┌──
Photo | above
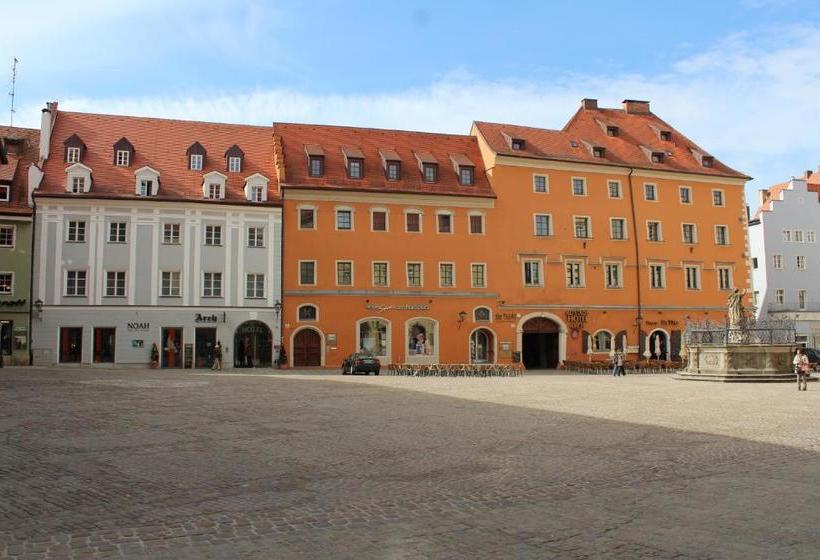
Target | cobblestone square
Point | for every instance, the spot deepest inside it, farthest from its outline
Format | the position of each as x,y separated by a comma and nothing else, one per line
164,464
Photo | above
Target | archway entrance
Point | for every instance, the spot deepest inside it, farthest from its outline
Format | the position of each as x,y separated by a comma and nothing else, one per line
253,344
307,349
539,344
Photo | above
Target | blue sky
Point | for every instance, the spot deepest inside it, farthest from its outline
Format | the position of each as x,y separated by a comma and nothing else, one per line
741,77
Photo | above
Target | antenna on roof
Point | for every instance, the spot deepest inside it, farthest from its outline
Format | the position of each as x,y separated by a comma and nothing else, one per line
11,93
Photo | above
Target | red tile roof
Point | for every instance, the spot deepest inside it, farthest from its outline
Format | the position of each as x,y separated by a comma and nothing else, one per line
408,145
16,170
638,137
161,144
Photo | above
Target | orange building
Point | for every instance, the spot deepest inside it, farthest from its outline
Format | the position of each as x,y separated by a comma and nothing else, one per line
512,244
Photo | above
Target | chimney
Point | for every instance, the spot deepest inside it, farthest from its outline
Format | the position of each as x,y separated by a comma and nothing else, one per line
587,103
633,106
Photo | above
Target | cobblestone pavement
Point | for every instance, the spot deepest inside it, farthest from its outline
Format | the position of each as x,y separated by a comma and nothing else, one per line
149,464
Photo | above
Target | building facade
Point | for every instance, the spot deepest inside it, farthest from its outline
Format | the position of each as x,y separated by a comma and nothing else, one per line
18,150
155,234
786,256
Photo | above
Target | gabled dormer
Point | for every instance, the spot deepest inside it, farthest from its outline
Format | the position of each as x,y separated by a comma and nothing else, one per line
123,153
213,185
74,149
234,159
147,181
196,156
256,188
78,178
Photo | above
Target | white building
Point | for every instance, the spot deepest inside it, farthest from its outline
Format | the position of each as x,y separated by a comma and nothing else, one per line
786,255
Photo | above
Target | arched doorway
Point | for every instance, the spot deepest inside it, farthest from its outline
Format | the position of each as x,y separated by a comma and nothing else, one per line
253,345
539,343
307,348
482,347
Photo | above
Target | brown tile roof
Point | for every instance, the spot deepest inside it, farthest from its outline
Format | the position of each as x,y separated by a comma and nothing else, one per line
16,170
373,143
161,144
638,137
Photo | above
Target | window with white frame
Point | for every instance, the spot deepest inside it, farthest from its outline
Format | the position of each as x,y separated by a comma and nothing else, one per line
479,275
170,285
117,232
533,273
256,236
211,284
76,231
574,273
170,234
255,286
75,282
613,275
115,284
213,235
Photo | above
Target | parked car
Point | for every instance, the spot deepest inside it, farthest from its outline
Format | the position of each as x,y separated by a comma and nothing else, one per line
360,362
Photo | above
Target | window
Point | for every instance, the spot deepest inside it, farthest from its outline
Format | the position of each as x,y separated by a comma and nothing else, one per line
355,168
412,222
689,233
613,275
617,228
579,186
170,286
196,162
73,155
116,232
307,273
657,276
479,275
582,229
344,273
211,284
540,183
344,220
429,172
307,313
575,274
543,225
256,237
307,218
414,279
445,223
316,166
653,231
476,224
115,284
532,273
7,236
378,220
721,235
6,283
724,278
446,275
255,286
381,274
76,232
213,235
75,283
692,277
170,234
123,158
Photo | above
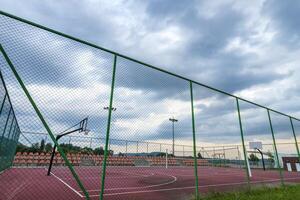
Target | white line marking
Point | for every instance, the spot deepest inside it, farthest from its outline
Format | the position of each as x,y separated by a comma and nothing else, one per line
67,185
191,187
149,186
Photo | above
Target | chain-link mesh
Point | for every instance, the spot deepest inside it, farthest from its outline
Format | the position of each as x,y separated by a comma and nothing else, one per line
79,121
9,128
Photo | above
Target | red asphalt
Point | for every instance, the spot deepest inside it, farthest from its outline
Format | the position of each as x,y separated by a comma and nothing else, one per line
149,183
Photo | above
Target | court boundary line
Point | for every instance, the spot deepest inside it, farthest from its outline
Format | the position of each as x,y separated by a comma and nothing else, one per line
77,192
191,187
149,186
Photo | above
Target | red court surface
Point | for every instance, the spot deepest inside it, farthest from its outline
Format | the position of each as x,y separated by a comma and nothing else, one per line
129,182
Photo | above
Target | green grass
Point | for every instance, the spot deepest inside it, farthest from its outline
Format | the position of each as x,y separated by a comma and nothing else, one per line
264,193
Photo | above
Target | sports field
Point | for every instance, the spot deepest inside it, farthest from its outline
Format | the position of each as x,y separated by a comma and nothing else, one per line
79,121
129,182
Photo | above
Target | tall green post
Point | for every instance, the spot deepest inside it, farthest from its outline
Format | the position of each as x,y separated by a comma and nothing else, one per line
243,141
37,111
275,147
194,143
108,128
295,137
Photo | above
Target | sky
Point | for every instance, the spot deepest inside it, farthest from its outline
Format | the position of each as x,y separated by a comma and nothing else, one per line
248,48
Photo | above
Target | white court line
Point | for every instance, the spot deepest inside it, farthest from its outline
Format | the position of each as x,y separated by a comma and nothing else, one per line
149,186
67,185
120,177
191,187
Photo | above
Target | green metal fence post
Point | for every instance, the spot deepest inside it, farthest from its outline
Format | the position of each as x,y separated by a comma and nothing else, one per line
274,144
13,69
108,127
243,141
194,142
295,137
2,104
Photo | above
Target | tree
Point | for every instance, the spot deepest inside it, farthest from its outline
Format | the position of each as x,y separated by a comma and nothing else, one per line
200,156
253,157
21,148
48,147
42,146
34,148
271,156
86,150
99,151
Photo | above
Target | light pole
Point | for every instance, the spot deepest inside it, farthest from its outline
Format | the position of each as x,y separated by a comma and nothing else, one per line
173,120
107,108
112,109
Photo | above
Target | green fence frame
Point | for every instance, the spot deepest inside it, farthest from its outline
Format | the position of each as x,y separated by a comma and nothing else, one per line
116,55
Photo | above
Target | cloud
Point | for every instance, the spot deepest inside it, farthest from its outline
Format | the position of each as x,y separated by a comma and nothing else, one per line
247,48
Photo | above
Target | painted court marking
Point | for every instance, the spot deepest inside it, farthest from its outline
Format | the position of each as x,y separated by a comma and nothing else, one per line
190,187
143,187
66,184
174,179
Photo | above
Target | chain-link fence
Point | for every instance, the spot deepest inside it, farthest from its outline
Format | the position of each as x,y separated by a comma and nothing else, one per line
9,128
96,124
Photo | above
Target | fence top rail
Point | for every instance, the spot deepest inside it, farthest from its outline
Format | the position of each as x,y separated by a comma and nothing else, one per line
199,148
137,61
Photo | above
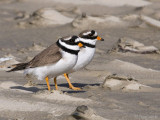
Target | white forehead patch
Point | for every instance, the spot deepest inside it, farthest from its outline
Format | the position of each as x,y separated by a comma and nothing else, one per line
86,33
68,38
95,34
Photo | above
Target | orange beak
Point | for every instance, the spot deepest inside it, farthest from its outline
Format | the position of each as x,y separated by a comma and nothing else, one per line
80,44
99,38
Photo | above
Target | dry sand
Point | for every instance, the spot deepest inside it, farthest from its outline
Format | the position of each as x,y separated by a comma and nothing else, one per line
119,84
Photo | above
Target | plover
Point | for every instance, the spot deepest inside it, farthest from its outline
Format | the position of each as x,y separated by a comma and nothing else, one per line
89,39
55,60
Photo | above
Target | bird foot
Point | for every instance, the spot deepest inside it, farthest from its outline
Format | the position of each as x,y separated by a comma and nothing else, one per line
74,88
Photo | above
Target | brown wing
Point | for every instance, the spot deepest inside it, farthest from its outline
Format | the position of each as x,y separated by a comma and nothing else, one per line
48,56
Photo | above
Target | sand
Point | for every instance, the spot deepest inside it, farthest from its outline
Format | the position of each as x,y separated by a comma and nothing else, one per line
121,83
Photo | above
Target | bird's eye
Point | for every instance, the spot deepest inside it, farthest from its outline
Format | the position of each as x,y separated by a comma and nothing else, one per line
72,40
90,34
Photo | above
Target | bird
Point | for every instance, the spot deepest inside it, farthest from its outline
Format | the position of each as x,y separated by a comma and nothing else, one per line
55,60
86,54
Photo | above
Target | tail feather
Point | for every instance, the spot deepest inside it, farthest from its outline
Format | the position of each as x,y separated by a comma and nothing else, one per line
20,66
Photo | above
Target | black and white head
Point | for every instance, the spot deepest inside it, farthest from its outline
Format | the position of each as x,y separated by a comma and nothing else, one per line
70,44
89,38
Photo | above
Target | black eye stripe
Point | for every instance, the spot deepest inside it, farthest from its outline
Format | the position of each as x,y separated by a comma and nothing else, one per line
92,32
75,52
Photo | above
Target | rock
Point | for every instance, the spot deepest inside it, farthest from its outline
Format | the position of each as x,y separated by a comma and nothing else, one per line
134,86
156,15
129,45
36,47
118,82
7,61
84,113
88,21
150,21
46,17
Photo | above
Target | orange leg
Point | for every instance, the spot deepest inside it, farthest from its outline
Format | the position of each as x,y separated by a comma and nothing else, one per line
55,82
47,81
70,84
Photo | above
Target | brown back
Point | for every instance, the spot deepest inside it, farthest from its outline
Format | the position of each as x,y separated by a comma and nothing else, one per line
48,56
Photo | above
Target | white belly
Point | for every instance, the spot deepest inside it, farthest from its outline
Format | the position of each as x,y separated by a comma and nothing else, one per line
85,56
62,66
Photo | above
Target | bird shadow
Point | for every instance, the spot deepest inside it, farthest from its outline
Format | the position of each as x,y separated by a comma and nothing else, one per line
30,89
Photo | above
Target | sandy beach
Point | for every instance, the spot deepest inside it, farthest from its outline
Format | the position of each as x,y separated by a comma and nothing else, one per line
121,83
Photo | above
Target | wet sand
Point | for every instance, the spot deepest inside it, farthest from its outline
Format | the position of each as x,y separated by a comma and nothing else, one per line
27,28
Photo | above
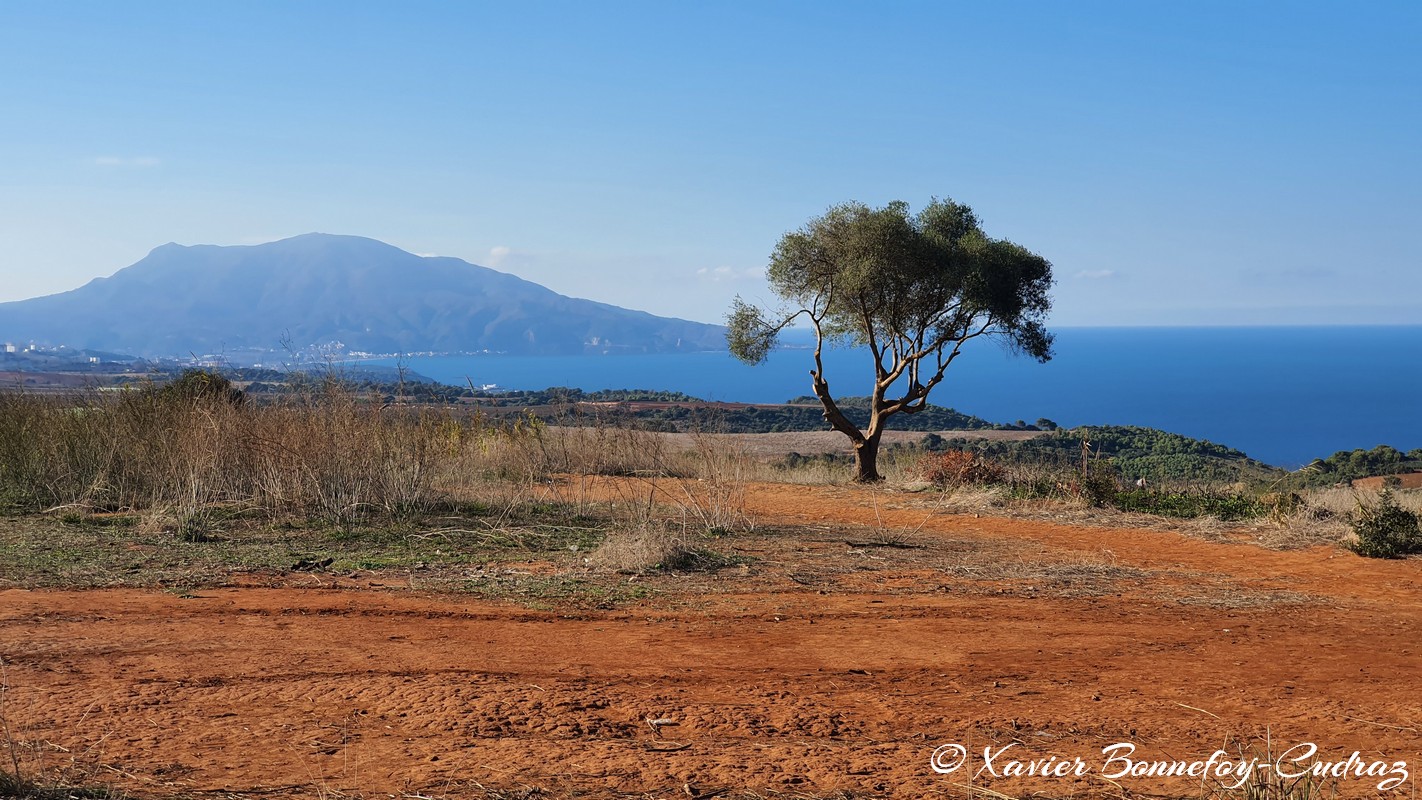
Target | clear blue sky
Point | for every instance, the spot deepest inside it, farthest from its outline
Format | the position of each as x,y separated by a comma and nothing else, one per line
1179,162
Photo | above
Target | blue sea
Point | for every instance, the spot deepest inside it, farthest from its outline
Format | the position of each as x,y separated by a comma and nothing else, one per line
1284,395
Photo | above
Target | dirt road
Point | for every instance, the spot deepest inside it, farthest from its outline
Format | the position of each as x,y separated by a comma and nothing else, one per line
832,660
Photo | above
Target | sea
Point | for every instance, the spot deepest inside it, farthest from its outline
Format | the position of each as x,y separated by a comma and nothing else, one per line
1284,395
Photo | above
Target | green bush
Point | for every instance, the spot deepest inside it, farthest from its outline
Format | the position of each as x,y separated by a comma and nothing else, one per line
1385,529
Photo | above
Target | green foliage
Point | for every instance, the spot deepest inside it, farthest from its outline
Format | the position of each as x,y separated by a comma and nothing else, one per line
202,385
1134,452
913,289
1351,465
1189,505
1385,529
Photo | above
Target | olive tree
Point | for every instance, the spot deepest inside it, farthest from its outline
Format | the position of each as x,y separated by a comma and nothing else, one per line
912,289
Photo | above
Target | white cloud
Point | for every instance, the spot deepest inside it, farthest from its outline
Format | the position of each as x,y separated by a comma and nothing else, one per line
127,161
720,274
498,255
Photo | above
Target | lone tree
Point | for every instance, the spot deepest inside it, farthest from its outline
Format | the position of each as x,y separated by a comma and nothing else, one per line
913,289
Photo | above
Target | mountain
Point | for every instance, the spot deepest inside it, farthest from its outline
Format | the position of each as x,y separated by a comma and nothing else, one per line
316,289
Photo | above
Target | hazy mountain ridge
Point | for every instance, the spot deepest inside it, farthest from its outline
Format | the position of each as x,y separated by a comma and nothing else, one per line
320,287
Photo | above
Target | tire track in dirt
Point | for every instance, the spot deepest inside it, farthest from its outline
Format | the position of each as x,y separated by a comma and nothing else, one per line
775,687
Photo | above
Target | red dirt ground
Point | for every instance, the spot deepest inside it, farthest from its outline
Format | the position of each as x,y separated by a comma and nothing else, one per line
818,668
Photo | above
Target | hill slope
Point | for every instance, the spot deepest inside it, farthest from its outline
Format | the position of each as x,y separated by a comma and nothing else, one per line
317,287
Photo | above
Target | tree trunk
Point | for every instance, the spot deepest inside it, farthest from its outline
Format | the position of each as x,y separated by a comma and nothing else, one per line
866,461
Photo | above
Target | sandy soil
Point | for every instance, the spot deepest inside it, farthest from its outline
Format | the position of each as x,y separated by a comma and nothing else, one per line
836,658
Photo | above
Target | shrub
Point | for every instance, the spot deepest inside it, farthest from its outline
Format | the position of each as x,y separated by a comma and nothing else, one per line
1385,529
957,468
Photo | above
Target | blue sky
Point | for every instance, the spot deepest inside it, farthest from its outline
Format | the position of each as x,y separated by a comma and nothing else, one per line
1178,162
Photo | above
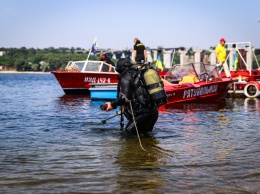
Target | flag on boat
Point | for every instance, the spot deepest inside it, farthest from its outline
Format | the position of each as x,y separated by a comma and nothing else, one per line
235,62
94,47
159,63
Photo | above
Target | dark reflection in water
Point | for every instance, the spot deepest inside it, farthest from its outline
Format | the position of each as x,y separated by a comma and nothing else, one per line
52,143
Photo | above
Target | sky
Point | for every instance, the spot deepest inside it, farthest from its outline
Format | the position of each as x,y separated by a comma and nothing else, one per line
168,23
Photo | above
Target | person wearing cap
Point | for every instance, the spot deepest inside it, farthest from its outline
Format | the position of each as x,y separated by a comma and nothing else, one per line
106,59
143,115
139,53
221,56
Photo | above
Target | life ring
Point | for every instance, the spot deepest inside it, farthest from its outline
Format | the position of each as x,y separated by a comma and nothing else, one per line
251,90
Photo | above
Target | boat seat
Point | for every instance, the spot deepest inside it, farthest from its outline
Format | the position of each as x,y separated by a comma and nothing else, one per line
189,79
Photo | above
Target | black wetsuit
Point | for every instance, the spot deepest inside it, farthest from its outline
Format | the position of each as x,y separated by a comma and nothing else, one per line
139,48
145,115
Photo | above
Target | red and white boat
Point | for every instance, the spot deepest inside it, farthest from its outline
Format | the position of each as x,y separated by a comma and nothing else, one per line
246,77
78,76
195,83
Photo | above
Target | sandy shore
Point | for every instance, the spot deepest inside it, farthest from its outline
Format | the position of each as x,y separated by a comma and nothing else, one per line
25,72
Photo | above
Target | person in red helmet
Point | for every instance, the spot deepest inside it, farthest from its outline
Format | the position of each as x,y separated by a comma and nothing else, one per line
221,56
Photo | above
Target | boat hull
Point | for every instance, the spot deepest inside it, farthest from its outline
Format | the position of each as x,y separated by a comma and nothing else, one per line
202,92
78,83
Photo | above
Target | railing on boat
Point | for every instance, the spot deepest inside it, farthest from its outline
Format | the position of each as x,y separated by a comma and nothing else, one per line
87,66
193,72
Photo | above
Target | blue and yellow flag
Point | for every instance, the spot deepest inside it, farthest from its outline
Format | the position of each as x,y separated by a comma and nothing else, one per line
159,63
235,62
94,47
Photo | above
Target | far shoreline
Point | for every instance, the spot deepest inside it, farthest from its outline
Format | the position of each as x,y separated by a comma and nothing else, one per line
24,72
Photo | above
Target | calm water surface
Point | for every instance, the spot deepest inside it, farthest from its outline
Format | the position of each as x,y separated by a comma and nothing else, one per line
52,143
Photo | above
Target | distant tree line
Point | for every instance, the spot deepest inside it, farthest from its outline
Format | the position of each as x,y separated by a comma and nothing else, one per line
48,59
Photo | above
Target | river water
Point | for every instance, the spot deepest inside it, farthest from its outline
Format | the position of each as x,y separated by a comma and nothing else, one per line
52,143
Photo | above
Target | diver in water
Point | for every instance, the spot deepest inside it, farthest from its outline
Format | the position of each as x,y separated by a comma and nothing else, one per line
144,115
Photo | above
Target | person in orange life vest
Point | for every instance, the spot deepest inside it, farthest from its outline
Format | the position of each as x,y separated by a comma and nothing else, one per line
106,59
139,51
221,56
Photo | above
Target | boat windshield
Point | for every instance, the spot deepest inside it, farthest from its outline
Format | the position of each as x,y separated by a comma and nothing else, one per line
95,66
192,72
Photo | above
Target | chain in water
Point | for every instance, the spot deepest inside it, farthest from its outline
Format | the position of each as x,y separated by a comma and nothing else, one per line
135,123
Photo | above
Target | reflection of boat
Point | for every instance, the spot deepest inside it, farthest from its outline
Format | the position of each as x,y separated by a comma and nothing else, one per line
78,76
196,83
196,106
100,91
246,80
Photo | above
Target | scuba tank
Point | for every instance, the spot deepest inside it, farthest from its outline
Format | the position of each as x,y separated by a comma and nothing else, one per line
155,87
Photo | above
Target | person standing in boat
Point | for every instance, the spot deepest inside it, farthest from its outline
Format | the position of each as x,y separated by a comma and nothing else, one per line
221,56
144,115
139,51
106,59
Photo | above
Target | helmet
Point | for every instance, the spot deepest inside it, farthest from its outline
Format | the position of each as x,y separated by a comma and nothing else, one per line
122,64
222,40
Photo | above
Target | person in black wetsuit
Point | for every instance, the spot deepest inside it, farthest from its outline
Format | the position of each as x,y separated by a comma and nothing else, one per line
139,51
145,115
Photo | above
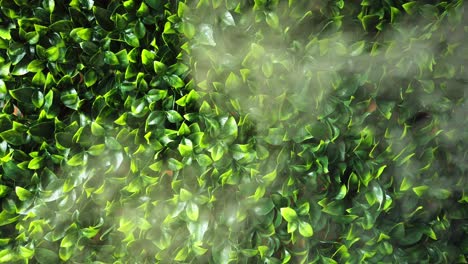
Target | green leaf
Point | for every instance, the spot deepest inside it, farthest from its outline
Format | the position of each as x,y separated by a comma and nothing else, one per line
185,195
35,66
13,137
420,190
270,177
7,218
173,116
305,229
229,130
4,190
110,58
203,160
182,254
217,152
23,194
263,206
97,150
76,160
103,18
147,57
132,40
37,98
175,165
272,20
35,163
192,211
46,256
289,214
174,81
97,130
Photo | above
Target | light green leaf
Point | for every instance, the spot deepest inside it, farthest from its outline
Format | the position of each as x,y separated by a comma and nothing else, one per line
23,194
289,214
305,229
192,211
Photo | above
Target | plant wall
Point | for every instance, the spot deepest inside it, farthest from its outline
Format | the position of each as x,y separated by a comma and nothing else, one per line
237,131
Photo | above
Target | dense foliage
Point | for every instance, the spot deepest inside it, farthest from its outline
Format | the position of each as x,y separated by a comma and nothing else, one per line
237,131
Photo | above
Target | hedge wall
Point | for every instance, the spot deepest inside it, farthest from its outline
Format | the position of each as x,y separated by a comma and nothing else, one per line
241,131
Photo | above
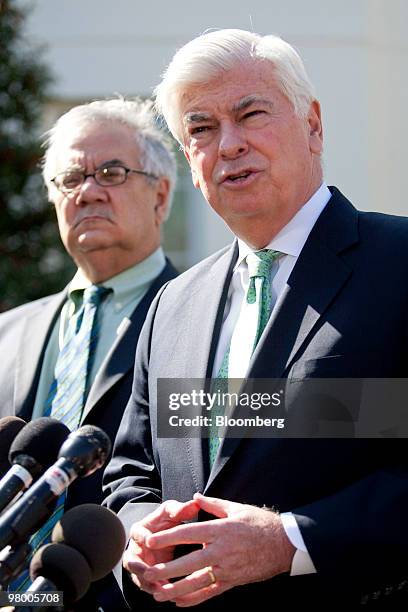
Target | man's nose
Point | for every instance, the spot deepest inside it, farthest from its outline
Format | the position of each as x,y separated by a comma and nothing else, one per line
233,142
90,191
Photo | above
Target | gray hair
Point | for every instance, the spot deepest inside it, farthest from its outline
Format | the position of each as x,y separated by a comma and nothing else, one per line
204,57
157,155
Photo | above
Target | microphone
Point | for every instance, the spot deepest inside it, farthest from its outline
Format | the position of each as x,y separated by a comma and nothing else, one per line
58,567
9,428
83,452
96,532
34,448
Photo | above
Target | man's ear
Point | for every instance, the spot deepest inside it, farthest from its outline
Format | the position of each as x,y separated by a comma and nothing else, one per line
315,128
162,200
194,176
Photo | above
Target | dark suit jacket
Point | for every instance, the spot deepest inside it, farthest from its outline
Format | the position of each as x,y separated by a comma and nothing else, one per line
24,333
343,313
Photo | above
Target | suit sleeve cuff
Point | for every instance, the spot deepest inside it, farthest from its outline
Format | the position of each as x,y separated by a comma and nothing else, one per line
302,562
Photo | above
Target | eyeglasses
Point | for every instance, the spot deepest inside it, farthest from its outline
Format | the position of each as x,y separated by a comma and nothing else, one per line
108,176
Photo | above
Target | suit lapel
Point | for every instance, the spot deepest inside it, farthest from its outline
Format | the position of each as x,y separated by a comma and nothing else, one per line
205,320
121,357
33,341
316,280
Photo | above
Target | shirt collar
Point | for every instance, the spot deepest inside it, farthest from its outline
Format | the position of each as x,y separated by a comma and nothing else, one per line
292,237
125,286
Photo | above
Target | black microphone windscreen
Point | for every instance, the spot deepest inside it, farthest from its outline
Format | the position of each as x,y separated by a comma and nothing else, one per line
9,428
65,567
88,448
97,533
40,439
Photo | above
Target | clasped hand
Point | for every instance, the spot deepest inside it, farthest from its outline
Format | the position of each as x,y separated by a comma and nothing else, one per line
242,544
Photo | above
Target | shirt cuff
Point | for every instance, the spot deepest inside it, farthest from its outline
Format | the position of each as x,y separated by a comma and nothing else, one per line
302,562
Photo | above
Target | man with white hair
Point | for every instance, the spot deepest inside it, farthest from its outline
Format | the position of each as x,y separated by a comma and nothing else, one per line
110,172
309,289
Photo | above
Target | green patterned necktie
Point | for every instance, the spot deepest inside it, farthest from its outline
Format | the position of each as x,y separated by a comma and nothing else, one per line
68,391
260,265
67,395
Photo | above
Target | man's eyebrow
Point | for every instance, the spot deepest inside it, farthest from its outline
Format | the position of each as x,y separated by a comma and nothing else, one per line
111,162
195,117
248,101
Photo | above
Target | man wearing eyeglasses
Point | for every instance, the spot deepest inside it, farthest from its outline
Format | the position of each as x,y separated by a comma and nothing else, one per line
110,172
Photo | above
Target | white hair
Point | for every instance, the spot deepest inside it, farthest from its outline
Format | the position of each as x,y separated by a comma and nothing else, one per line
157,155
203,58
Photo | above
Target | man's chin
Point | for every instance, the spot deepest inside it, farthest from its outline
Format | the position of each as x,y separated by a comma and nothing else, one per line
93,240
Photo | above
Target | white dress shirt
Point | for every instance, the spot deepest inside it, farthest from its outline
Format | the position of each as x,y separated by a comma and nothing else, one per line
289,241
└──
* **TASK GOAL**:
The word "tile" appears in some of the lines above. Copy those lines.

* **ANSWER TO THIS PROBLEM**:
Target | red tile roof
Target | brown tile roof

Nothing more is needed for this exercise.